SOURCE EXTRACT:

┌────────

In our era it was like that too. There was music out there that wasn’t up to date, the standard wasn’t good enough so the artists didn’t really make it. Some of them weren’t strong enough to persevere. Some people get weak in the business and they’re trying and trying and nothing is happening so they just back out. We weren’t like that. We never stopped. Up to now I’m still at it. (laughs)

You mentioned Snoop Lion/Diplo sampled Phil Pratt’s cut of Artibella. Have you been receiving royalties from this?

I guess because that song was registered long ago. Give thanks for these songs that people… that’s what’s nice about a song. We have done it already and someone listens to it again and goes and does it again and then another one listens to it and goes and does it again. That’s the power of a song.

The good ones are going to stay forever. The ones that have no taste are just for a while

When you perform in different countries you sing slightly different songs in your set-lists. In the UK you sing a lot of your big UK and Jamaican hits.

└────────

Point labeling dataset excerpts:

┌────────

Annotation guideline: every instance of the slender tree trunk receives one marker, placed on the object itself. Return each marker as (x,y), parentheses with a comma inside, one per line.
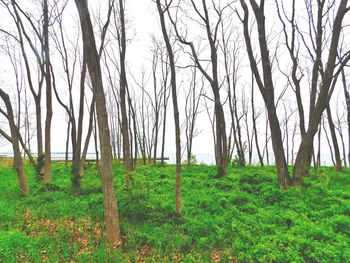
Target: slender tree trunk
(175,106)
(47,161)
(67,143)
(123,84)
(338,164)
(18,163)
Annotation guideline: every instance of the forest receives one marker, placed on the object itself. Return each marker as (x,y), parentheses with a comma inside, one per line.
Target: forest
(118,88)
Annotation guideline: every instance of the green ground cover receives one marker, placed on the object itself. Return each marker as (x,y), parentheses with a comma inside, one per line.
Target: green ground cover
(244,217)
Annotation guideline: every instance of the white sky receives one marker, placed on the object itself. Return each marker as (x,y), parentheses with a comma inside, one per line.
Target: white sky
(143,22)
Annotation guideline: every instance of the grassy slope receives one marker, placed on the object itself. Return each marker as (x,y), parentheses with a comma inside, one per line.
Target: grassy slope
(242,217)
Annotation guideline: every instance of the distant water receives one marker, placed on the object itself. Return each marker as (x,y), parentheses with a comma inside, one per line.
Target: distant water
(205,158)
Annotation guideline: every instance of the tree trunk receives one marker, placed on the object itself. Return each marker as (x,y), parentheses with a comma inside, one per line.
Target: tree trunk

└────────

EXERCISE OBJECTIVE:
In the interview excerpt, who is said to have sampled Phil Pratt's cut of Artibella?

THE COMPLETED TASK:
Snoop Lion/Diplo